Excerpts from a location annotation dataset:
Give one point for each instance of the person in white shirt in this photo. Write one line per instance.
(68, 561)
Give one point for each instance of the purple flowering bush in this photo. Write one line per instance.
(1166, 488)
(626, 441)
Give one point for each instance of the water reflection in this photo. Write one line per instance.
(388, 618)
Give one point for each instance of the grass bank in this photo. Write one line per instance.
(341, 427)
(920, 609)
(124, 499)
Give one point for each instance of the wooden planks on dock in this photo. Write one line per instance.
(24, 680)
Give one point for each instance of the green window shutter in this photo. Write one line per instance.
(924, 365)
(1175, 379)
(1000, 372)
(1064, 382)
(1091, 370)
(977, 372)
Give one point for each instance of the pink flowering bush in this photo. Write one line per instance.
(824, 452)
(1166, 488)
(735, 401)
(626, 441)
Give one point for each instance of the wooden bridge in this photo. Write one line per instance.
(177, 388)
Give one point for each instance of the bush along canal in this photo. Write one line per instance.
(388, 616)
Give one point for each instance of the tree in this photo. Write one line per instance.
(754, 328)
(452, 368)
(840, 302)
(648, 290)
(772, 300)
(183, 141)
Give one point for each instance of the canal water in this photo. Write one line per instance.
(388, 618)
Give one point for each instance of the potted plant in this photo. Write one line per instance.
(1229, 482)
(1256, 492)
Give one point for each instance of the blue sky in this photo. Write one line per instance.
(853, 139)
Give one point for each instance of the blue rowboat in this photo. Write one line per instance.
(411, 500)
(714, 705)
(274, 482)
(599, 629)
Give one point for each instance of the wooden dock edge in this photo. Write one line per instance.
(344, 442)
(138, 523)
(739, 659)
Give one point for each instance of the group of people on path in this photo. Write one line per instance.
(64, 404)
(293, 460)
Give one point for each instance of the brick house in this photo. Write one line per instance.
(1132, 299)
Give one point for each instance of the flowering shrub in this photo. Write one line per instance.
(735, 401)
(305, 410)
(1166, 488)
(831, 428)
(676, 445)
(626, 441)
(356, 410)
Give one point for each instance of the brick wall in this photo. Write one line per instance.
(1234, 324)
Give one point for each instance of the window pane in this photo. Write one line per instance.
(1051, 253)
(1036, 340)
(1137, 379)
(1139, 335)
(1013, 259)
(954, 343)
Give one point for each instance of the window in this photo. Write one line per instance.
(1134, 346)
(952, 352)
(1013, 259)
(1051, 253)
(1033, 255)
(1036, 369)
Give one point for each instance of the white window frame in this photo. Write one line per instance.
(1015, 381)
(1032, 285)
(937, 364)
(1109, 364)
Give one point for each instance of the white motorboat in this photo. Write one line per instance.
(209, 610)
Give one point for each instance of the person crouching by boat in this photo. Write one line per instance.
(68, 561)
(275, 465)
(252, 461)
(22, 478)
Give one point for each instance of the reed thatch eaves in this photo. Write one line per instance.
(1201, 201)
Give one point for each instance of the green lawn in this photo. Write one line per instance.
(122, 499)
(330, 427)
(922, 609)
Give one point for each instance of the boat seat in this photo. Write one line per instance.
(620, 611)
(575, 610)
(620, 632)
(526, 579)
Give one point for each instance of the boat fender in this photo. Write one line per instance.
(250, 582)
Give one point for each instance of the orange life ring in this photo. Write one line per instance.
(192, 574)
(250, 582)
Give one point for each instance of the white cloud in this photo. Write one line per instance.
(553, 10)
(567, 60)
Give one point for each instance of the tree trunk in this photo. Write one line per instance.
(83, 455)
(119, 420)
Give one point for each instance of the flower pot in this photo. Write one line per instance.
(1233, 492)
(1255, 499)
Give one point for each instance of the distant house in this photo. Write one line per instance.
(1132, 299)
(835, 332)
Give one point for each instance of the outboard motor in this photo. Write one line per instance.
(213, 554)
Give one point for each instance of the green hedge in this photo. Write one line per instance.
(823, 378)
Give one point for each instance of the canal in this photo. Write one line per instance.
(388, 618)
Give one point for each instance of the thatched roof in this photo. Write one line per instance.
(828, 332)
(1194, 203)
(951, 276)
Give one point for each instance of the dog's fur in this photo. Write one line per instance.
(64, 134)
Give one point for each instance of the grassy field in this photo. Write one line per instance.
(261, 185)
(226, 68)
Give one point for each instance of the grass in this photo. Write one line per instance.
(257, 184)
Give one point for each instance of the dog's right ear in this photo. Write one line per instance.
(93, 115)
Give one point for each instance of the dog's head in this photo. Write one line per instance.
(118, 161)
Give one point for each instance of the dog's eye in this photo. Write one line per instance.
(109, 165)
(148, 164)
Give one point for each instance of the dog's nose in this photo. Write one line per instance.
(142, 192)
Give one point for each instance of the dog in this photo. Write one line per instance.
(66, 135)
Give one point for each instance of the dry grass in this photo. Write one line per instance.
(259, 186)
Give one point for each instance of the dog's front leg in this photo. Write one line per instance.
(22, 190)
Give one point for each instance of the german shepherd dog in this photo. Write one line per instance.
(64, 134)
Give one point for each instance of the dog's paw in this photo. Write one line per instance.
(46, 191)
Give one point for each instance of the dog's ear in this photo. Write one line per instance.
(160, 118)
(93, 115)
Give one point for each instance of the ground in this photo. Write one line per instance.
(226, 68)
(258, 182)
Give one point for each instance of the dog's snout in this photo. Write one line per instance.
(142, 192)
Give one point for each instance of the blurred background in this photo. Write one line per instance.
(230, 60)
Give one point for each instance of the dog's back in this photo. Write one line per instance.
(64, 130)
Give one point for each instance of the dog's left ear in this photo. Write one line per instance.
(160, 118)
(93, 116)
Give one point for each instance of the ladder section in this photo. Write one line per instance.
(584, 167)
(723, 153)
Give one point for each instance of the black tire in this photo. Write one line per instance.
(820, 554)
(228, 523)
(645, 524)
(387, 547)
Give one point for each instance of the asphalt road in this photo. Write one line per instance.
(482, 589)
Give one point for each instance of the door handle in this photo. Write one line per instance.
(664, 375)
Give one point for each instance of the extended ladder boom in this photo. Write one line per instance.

Instruction: Convert every one of the records above into a JSON list of strings, with one string per line and no entries for blank lines.

Complete output:
[
  "Give one point for each instance of the person in white shirt in this photo. Write one line per instance.",
  "(68, 561)",
  "Give one point for each instance of the purple flowering bush in this photo. Write one line per instance.",
  "(1166, 488)",
  "(626, 441)",
  "Give one point for each instance of the water reflection in this photo. Write one line per instance.",
  "(388, 618)",
  "Give one point for each instance of the grass bank in this photo. Write one line per instance.",
  "(341, 427)",
  "(920, 609)",
  "(124, 499)",
  "Give one point for each instance of the wooden planks on dock in this photo. Write one line per instance.",
  "(24, 680)",
  "Give one point for each instance of the green window shutter in this photo. Write one line per instance.",
  "(924, 365)",
  "(1175, 379)",
  "(1000, 372)",
  "(1064, 382)",
  "(1091, 370)",
  "(977, 372)",
  "Give one point for each instance of the pink flowering bush in this photo. Write one line per instance.",
  "(824, 452)",
  "(1166, 488)",
  "(735, 401)",
  "(626, 441)",
  "Give one point for each instance of the wooden bridge in this photo. Write one line per instance.",
  "(177, 388)",
  "Give one point for each instance of the bush along canal in this photo. Write one line per instance.",
  "(388, 616)",
  "Give one point for each instance of the tree in this photo. Write one line per instance.",
  "(754, 328)",
  "(452, 368)",
  "(840, 302)",
  "(648, 290)",
  "(772, 300)",
  "(183, 141)",
  "Give one point for each instance of the canal water in this photo. Write one line per instance.",
  "(388, 618)",
  "Give one point for each instance of the potted plant in this photo. Write one line per instance.",
  "(1229, 482)",
  "(1256, 492)",
  "Give one point for each instance of the blue sky in this photo. Write one line per instance.",
  "(853, 139)",
  "Give one point for each instance of the blue rowboat in this photo. Write one line per instance.",
  "(411, 500)",
  "(714, 705)",
  "(274, 482)",
  "(599, 629)",
  "Give one point for each instance of the wooden dock edge in this photo. Write one line per instance.",
  "(344, 442)",
  "(138, 523)",
  "(739, 659)",
  "Give one point for each instance of the group of people on path in this photo. Write one line per instance.",
  "(64, 404)",
  "(293, 460)",
  "Give one point for each instance of the brick house in this photo. Write one line per instance.",
  "(1132, 299)",
  "Give one point for each instance of the flowering shrub in this photo. Write one line per instance.",
  "(735, 401)",
  "(305, 410)",
  "(1166, 488)",
  "(831, 428)",
  "(676, 445)",
  "(626, 441)",
  "(356, 410)",
  "Give one point for each instance of the brick wall in this photo. Write one line per instance.",
  "(1234, 324)",
  "Give one point for each instance of the window pane in this photo. Write one line per instance.",
  "(1051, 253)",
  "(1036, 340)",
  "(1137, 379)",
  "(1139, 335)",
  "(1013, 259)",
  "(954, 343)",
  "Give one point for each instance of the window in this photo. Write one line per instance.",
  "(1134, 346)",
  "(952, 352)",
  "(1013, 259)",
  "(1051, 253)",
  "(1033, 255)",
  "(1036, 369)",
  "Give one point for each instance of the white window frame in this photo. Write one line per instance.",
  "(1015, 381)",
  "(1032, 285)",
  "(937, 364)",
  "(1109, 364)",
  "Give one point for each instance of the white motorboat in this photo. Write one line per instance.",
  "(209, 610)",
  "Give one point for each instance of the person crouching by boat in this photo. Write one line per instance.",
  "(68, 561)",
  "(275, 465)",
  "(252, 461)",
  "(22, 478)",
  "Give one point for each instance of the reed thatch eaves in this photo. Write one line per instance.",
  "(1201, 201)",
  "Give one point for each instance of the green lawn in this photo. Write one line per instance.",
  "(122, 499)",
  "(330, 427)",
  "(922, 609)",
  "Give one point for each instance of the boat seat in this photo. Write one line per instance.",
  "(620, 611)",
  "(575, 610)",
  "(620, 632)",
  "(526, 579)",
  "Give one point for each instance of the boat fender in this photo. Write one line per instance.",
  "(250, 582)",
  "Give one point for each instance of the orange life ring in this photo. Write one line per instance.",
  "(192, 574)",
  "(250, 582)",
  "Give one point for each instance of the white cloud in this photo. Write one line per instance.",
  "(553, 10)",
  "(567, 60)",
  "Give one point for each instance of the tree trunk in this photo. Write one line per instance.",
  "(83, 455)",
  "(119, 420)",
  "Give one point for each instance of the flower pot in this photo. Write one line per instance.",
  "(1233, 492)",
  "(1255, 499)",
  "Give one point for each instance of the distant house in this photo. Write one line per instance.",
  "(1132, 299)",
  "(835, 332)",
  "Give one point for each instance of the outboard motor in this photo. Write one line per instance.",
  "(213, 554)",
  "Give one point for each instance of the green hedge in this photo. Write one line per instance.",
  "(823, 378)",
  "Give one point for each instance of the canal in this photo. Write one line per instance.",
  "(388, 618)",
  "Give one point for each instance of the thatched roof in this photo. Write one line per instance.",
  "(828, 332)",
  "(1194, 203)",
  "(951, 276)",
  "Give one point for each instance of the dog's fur in this photo. Write one line per instance.",
  "(64, 134)",
  "Give one point for each instance of the grassy field in this photo. Write one line per instance.",
  "(261, 185)",
  "(226, 68)",
  "Give one point for each instance of the grass in this photo. Write one line per instance.",
  "(257, 184)",
  "Give one point for each instance of the dog's right ear in this photo. Write one line per instance.",
  "(93, 115)",
  "Give one point for each instance of the dog's head in this photo. Write one line per instance.",
  "(118, 161)",
  "Give one point for each instance of the dog's eye in this photo. Write one line per instance.",
  "(109, 165)",
  "(148, 164)",
  "Give one point for each instance of the dog's nose in this photo. Write one line per instance.",
  "(142, 192)",
  "Give one point for each instance of the dog in this photo. Write one line per instance.",
  "(66, 135)",
  "Give one point for each instance of the dry grass in this photo. Write one line per instance.",
  "(259, 186)",
  "Give one point for each instance of the dog's front leg in this photo. Write one line per instance.",
  "(22, 190)",
  "Give one point for each instance of the german shepherd dog in this photo. Write one line per instance.",
  "(64, 134)",
  "Give one point for each instance of the dog's paw in this photo. Write one line per instance.",
  "(46, 191)",
  "Give one point for each instance of the dog's ear in this photo. Write one line per instance.",
  "(160, 118)",
  "(93, 115)",
  "Give one point for each instance of the ground in this photo. Write one line per instance.",
  "(226, 68)",
  "(258, 182)",
  "Give one point for each instance of the dog's snout in this photo. Write one line per instance.",
  "(142, 192)",
  "Give one point for each instance of the blurred background in this photo. Write one line per instance.",
  "(230, 60)",
  "Give one point for each instance of the dog's back in this photo. Write one line per instance.",
  "(64, 130)",
  "Give one point for each instance of the dog's left ear in this photo. Write one line per instance.",
  "(160, 118)",
  "(93, 116)",
  "Give one point for each instance of the ladder section in this photo. Write one line per instance.",
  "(584, 167)",
  "(723, 153)",
  "Give one point for each instance of the black tire in this photo. Write one line per instance.",
  "(820, 554)",
  "(228, 523)",
  "(645, 524)",
  "(387, 547)",
  "Give one point for each instance of the asphalt road in this photo. Write one line per instance.",
  "(482, 589)",
  "Give one point for each instance of the door handle in this photo. Write one line per instance.",
  "(664, 375)",
  "Give one point for each instance of the extended ladder boom in this photo. Write one line per instance."
]